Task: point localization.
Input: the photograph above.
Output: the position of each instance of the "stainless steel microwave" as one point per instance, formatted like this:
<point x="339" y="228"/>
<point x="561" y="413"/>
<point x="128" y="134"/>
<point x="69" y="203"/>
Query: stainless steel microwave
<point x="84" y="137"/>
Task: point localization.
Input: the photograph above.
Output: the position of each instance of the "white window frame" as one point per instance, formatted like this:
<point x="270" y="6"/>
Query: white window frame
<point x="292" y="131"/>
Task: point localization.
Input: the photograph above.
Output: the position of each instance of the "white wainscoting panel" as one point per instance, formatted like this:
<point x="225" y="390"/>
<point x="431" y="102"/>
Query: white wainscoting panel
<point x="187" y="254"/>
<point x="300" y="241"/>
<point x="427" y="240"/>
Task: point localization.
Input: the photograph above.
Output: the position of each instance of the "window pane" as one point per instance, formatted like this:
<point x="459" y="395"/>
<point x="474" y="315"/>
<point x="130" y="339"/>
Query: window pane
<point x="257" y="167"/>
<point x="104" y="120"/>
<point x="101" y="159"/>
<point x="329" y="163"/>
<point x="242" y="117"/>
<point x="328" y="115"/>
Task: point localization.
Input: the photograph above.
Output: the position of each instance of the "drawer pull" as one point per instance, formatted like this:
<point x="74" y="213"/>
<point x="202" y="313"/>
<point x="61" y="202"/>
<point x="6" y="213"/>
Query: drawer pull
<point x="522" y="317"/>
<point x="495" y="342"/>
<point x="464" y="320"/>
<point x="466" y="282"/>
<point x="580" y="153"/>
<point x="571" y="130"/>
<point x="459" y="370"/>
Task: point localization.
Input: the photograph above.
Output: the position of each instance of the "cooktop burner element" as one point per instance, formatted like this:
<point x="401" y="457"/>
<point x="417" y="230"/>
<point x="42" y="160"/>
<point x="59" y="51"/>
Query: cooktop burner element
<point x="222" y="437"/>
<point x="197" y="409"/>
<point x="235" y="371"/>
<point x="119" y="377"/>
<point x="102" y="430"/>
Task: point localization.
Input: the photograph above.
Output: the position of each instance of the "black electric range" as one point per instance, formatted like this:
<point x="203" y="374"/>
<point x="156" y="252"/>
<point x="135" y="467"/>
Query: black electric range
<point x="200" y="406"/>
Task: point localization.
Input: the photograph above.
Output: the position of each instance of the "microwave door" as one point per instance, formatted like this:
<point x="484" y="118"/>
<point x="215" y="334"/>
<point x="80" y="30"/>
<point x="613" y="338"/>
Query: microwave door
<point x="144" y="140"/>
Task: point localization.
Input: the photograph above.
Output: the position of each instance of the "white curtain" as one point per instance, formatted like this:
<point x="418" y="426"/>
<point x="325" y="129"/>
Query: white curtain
_ _ _ _ _ _ _
* DIRECTIONS FOR THIS TASK
Return the listing above verbatim.

* TASK RESULT
Task: point localization.
Input: the photograph above.
Output: the position of each instance of the "stainless steel microwave" as one point per instance, formatted like this:
<point x="339" y="228"/>
<point x="561" y="413"/>
<point x="128" y="134"/>
<point x="69" y="203"/>
Query: stainless steel microwave
<point x="84" y="137"/>
Task: point localization.
Input: the photograph above.
Output: the position of each instance of the "white window frame" as one point per instance, formatted like this:
<point x="270" y="6"/>
Query: white window frame
<point x="292" y="131"/>
Task: point localization.
Input: the photograph above.
Output: the position of each instance of the "white wainscoting panel" as one point per instance, formatted like this:
<point x="225" y="390"/>
<point x="431" y="102"/>
Query: white wainscoting panel
<point x="187" y="254"/>
<point x="300" y="241"/>
<point x="427" y="240"/>
Task: point localization.
Input: the photograph above.
Output: the position of each instance of the "window pane" as one point per instance, formatted like this:
<point x="459" y="395"/>
<point x="474" y="315"/>
<point x="130" y="339"/>
Query: window pane
<point x="257" y="167"/>
<point x="104" y="120"/>
<point x="101" y="159"/>
<point x="329" y="163"/>
<point x="242" y="117"/>
<point x="328" y="115"/>
Task: point localization.
Input: the photograph above.
Output: the position of each instance of the "drawer pull" as one point per instance, formatted like this:
<point x="74" y="213"/>
<point x="202" y="313"/>
<point x="61" y="202"/>
<point x="6" y="213"/>
Query: drawer pull
<point x="522" y="317"/>
<point x="495" y="342"/>
<point x="464" y="320"/>
<point x="466" y="282"/>
<point x="580" y="153"/>
<point x="571" y="130"/>
<point x="459" y="370"/>
Task: point localization.
Input: the photograph above.
Output: the position of each instance of the "cooktop burner element" as one point per instance, formatted like this:
<point x="401" y="457"/>
<point x="417" y="230"/>
<point x="42" y="160"/>
<point x="59" y="51"/>
Query: cooktop burner element
<point x="222" y="437"/>
<point x="197" y="409"/>
<point x="235" y="371"/>
<point x="119" y="377"/>
<point x="102" y="430"/>
Task: point localization.
Input: the photograph above.
Output: the position of each instance of the "black electric range" as one point per instance, formatted like this:
<point x="203" y="374"/>
<point x="156" y="252"/>
<point x="135" y="467"/>
Query: black electric range
<point x="200" y="406"/>
Task: point localization.
Input: the photograph above.
Output: the position of each instance of the "microwave door" as one point per instance, formatted like this:
<point x="484" y="118"/>
<point x="215" y="334"/>
<point x="80" y="30"/>
<point x="613" y="338"/>
Query: microwave door
<point x="144" y="140"/>
Task: point localization.
Input: the photograph above.
Output: the position of each instance of the "white curtain" as one point per instance, formatted like this:
<point x="418" y="426"/>
<point x="325" y="129"/>
Query: white curtain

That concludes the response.